◆ Rows from a dataset:
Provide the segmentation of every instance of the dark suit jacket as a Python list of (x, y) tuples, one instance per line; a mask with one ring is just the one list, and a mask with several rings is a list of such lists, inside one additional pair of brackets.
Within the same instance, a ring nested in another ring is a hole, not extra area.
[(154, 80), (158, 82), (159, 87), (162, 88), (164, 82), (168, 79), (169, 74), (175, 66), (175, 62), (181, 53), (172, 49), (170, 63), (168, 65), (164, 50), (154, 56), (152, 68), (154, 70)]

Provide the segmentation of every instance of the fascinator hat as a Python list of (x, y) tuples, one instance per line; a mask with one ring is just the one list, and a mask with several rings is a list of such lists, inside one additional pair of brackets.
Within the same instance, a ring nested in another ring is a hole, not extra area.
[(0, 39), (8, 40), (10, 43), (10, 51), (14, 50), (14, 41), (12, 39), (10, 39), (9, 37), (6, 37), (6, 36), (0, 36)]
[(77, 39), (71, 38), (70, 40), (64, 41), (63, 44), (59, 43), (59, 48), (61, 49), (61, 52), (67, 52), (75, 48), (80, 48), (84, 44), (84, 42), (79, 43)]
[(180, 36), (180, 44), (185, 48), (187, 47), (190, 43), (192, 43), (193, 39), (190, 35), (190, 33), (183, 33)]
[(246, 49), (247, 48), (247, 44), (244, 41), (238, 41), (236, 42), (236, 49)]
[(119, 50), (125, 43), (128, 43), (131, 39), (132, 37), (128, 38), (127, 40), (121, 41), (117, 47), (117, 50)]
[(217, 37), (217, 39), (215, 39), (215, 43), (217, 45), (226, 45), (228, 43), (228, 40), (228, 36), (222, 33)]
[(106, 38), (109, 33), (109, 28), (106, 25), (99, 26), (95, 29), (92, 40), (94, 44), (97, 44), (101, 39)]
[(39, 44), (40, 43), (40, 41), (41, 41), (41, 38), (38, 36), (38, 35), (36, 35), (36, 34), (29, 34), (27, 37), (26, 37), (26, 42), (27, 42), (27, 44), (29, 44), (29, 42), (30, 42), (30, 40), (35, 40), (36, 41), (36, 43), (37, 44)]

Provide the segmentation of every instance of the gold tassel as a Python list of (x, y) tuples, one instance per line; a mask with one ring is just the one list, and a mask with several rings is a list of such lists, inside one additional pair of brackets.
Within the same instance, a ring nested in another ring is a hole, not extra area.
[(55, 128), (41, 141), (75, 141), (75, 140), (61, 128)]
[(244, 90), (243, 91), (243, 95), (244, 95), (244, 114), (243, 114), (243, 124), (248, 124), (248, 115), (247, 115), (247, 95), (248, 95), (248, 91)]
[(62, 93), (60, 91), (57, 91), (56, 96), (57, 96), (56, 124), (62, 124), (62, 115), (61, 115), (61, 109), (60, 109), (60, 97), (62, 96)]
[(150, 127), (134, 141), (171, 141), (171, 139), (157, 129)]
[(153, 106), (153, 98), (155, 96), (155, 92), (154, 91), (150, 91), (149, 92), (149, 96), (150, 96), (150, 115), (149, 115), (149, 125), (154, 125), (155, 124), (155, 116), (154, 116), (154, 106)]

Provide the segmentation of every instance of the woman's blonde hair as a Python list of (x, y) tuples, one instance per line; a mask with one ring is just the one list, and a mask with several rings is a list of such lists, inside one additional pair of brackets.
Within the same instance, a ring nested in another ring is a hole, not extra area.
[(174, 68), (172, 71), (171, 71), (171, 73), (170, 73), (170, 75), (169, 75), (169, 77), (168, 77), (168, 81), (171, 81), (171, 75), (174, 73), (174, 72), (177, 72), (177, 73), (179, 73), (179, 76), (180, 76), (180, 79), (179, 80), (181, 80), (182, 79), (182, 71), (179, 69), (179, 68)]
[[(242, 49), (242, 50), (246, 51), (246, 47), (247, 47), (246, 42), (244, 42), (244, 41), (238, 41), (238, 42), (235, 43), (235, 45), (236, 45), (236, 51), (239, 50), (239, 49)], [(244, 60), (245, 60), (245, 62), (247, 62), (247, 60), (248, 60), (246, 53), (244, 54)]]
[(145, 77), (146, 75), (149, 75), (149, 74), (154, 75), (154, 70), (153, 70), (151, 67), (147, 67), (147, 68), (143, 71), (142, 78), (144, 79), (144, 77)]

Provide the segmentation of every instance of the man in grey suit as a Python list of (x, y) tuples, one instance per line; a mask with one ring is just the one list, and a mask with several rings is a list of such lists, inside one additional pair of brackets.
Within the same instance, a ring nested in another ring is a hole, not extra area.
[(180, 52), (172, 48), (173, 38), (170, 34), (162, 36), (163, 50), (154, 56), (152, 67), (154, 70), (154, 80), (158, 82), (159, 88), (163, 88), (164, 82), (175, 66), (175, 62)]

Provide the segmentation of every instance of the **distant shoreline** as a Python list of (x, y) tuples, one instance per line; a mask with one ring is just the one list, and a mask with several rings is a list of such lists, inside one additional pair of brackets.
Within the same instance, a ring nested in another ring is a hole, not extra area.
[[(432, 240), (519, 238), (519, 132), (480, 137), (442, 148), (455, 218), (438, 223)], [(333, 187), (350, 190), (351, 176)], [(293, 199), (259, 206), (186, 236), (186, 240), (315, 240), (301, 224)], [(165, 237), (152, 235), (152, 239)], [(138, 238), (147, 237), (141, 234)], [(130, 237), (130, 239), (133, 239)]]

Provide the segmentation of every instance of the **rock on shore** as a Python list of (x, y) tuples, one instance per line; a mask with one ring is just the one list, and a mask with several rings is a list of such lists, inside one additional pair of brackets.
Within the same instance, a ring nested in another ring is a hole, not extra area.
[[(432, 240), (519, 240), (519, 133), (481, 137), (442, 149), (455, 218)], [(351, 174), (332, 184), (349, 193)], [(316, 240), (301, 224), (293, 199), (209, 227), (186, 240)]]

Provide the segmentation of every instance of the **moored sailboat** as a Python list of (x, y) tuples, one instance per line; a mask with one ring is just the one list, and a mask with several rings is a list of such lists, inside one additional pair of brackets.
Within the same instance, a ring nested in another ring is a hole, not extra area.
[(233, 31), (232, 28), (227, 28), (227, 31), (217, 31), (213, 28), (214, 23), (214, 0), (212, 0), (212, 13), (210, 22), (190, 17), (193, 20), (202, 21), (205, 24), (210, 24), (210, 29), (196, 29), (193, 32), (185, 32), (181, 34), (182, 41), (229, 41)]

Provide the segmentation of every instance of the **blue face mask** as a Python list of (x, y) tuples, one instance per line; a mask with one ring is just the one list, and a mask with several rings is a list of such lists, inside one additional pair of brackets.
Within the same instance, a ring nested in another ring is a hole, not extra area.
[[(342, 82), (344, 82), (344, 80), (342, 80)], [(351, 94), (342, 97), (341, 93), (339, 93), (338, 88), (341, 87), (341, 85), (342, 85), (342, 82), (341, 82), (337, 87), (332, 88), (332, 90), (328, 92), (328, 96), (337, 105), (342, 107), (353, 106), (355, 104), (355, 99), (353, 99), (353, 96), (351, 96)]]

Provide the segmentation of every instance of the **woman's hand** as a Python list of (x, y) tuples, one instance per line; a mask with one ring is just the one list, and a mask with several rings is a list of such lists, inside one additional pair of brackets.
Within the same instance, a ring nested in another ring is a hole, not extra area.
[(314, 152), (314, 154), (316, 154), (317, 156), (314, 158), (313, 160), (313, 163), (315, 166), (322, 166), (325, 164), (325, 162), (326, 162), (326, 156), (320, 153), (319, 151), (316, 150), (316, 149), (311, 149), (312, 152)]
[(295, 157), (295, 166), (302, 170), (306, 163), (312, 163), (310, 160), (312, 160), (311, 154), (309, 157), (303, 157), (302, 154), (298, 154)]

◆ The problem:
Transcribe each entry exactly.

◆ Written solution:
Provide the segmentation of every instance of the dark suit jacket as a Python list of (x, y) tuples, one instance per line; a mask with one ring is just the one list, and a mask with several rings is a list of such lists, inside one additional pair of brackets.
Within the same instance, a ring nested in another ring is a hole, not extra area.
[(154, 80), (158, 82), (159, 87), (162, 88), (164, 82), (168, 79), (169, 74), (175, 66), (175, 62), (181, 53), (172, 49), (170, 63), (168, 65), (164, 50), (154, 56), (152, 68), (154, 70)]

Provide the segmentation of every instance of the fascinator hat as a Python list of (x, y) tuples, one instance per line; a mask with one ring is just the one list, and a mask with several rings is a list of such lists, inside one additional pair of brackets.
Within the same instance, a ring nested in another ring is a hole, not extra area.
[(0, 39), (8, 40), (10, 43), (10, 51), (14, 50), (14, 41), (12, 39), (10, 39), (9, 37), (6, 37), (6, 36), (0, 36)]
[(77, 39), (71, 38), (70, 40), (64, 41), (63, 44), (59, 43), (59, 48), (61, 49), (61, 52), (67, 52), (75, 48), (80, 48), (84, 44), (84, 42), (79, 43)]
[(180, 36), (180, 44), (185, 48), (187, 47), (190, 43), (192, 43), (193, 39), (190, 35), (190, 33), (183, 33)]
[(246, 49), (247, 48), (247, 44), (244, 41), (238, 41), (236, 42), (236, 49)]
[(119, 50), (125, 43), (128, 43), (131, 39), (132, 37), (128, 38), (127, 40), (121, 41), (117, 47), (117, 50)]
[(217, 37), (217, 39), (215, 39), (215, 43), (217, 45), (226, 45), (228, 43), (228, 40), (228, 36), (222, 33)]
[(106, 38), (109, 33), (109, 28), (106, 25), (99, 26), (95, 29), (92, 40), (94, 44), (97, 44), (101, 39)]
[(39, 44), (40, 43), (40, 41), (41, 41), (41, 38), (38, 36), (38, 35), (36, 35), (36, 34), (29, 34), (27, 37), (26, 37), (26, 42), (27, 42), (27, 44), (29, 44), (29, 42), (30, 42), (30, 40), (35, 40), (36, 41), (36, 43), (37, 44)]

Provide the segmentation of every instance of the gold tassel as a Python list of (x, y) tuples, one instance per line; a mask with one ring is just the one list, and a mask with several rings is a list of such lists, inside one additional pair of brackets.
Within the same instance, a ring nested in another ring is a hole, not extra area.
[(55, 128), (41, 141), (75, 141), (75, 140), (61, 128)]
[(244, 90), (243, 91), (243, 95), (244, 95), (244, 114), (243, 114), (243, 124), (248, 124), (248, 115), (247, 115), (247, 95), (248, 95), (248, 91)]
[(62, 93), (60, 91), (57, 91), (56, 96), (57, 96), (56, 124), (62, 124), (62, 115), (61, 115), (61, 109), (60, 109), (60, 97), (62, 96)]
[(150, 127), (134, 141), (171, 141), (171, 139), (157, 129)]
[(153, 106), (153, 98), (155, 96), (155, 92), (154, 91), (150, 91), (149, 92), (149, 96), (150, 96), (150, 115), (149, 115), (149, 125), (154, 125), (155, 124), (155, 116), (154, 116), (154, 106)]

Provide the segmentation of every instance of the woman's blonde hair as a Python list of (x, y) tuples, one instance per line; a mask with one ring is just the one list, and a mask with several rings is a list of such lists, inside one additional pair of brackets.
Within the same instance, a ring nested in another ring is a hole, not extra area.
[(174, 68), (172, 71), (171, 71), (171, 73), (170, 73), (170, 75), (169, 75), (169, 77), (168, 77), (168, 81), (171, 81), (171, 75), (174, 73), (174, 72), (177, 72), (177, 73), (179, 73), (179, 76), (180, 76), (180, 79), (179, 80), (181, 80), (182, 79), (182, 71), (179, 69), (179, 68)]
[[(242, 49), (242, 50), (246, 51), (246, 47), (247, 47), (246, 42), (244, 42), (244, 41), (238, 41), (238, 42), (235, 43), (235, 45), (236, 45), (236, 51), (239, 50), (239, 49)], [(244, 60), (245, 60), (245, 62), (247, 62), (247, 60), (248, 60), (246, 53), (244, 54)]]
[(145, 77), (146, 75), (149, 75), (149, 74), (154, 75), (154, 70), (153, 70), (151, 67), (147, 67), (147, 68), (143, 71), (142, 78), (144, 79), (144, 77)]

Provide the segmentation of every instance of the man in grey suit as a Python list of (x, y) tuples, one instance per line; a mask with one ring is just the one list, and a mask with several rings is a list of such lists, inside one additional pair of brackets.
Within the same instance, a ring nested in another ring is a hole, not extra area.
[(180, 52), (172, 48), (173, 38), (170, 34), (162, 36), (163, 50), (154, 56), (152, 67), (154, 70), (154, 80), (158, 82), (159, 88), (163, 88), (164, 82), (175, 66), (175, 62)]

Provide the segmentation of every instance of the **distant shoreline** as a Python list of (x, y) tuples, one instance per line; a mask with one ring is just the one list, and a mask with several rings is a list of such lists, inside one additional pair of brackets.
Within the same instance, a ring nested in another ring is a hole, not extra area.
[[(432, 240), (519, 238), (519, 132), (480, 137), (442, 148), (455, 218), (438, 223)], [(333, 187), (350, 190), (351, 176)], [(293, 199), (259, 206), (186, 236), (186, 240), (315, 240), (301, 224)], [(165, 237), (152, 235), (152, 239)], [(138, 238), (147, 237), (141, 234)], [(130, 237), (130, 239), (133, 239)]]

Provide the segmentation of every instance of the **rock on shore** as a Python list of (x, y) tuples, one instance per line; a mask with one ring is just the one list, and a mask with several rings is a list of such lists, inside one additional pair of brackets.
Within the same instance, a ring nested in another ring is a hole, not extra area.
[[(432, 240), (519, 240), (519, 133), (481, 137), (442, 149), (455, 218)], [(351, 174), (332, 184), (349, 193)], [(316, 240), (301, 224), (293, 199), (209, 227), (186, 240)]]

Provide the segmentation of every instance of the **moored sailboat** as a Python list of (x, y) tuples, one instance per line; a mask with one ring is just the one list, and a mask with several rings is a list of such lists, inside one additional pair of brackets.
Within the same instance, a ring nested in another ring is a hole, not extra area.
[(233, 31), (232, 28), (227, 28), (227, 31), (217, 31), (213, 28), (214, 23), (214, 0), (212, 0), (212, 13), (210, 22), (190, 17), (193, 20), (202, 21), (205, 24), (210, 24), (210, 29), (196, 29), (193, 32), (185, 32), (181, 34), (182, 41), (229, 41)]

Provide the segmentation of every instance of the **blue face mask** as a Python list of (x, y) tuples, one instance per line; a mask with one ring is just the one list, and a mask with several rings is a list of such lists, inside one additional pair of brackets.
Within the same instance, a ring nested in another ring is a hole, not extra area.
[[(342, 82), (344, 82), (344, 80), (342, 80)], [(351, 94), (342, 97), (341, 93), (339, 93), (338, 88), (341, 87), (341, 85), (342, 85), (342, 82), (341, 82), (337, 87), (332, 88), (332, 90), (328, 92), (328, 96), (337, 105), (342, 107), (353, 106), (355, 104), (355, 99), (353, 99), (353, 96), (351, 96)]]

Provide the segmentation of every instance of the **woman's hand** as a Python list of (x, y) tuples, one instance per line; a mask with one ring is just the one list, and a mask with several rings is a list of such lists, inside one additional pair of brackets.
Within the same instance, a ring nested in another ring is a hole, not extra area.
[(314, 152), (314, 154), (316, 154), (317, 156), (314, 158), (313, 160), (313, 163), (315, 166), (322, 166), (325, 164), (325, 162), (326, 162), (326, 156), (320, 153), (319, 151), (316, 150), (316, 149), (311, 149), (312, 152)]
[(295, 157), (295, 166), (302, 170), (306, 163), (312, 163), (310, 160), (312, 160), (311, 154), (309, 157), (303, 157), (302, 154), (298, 154)]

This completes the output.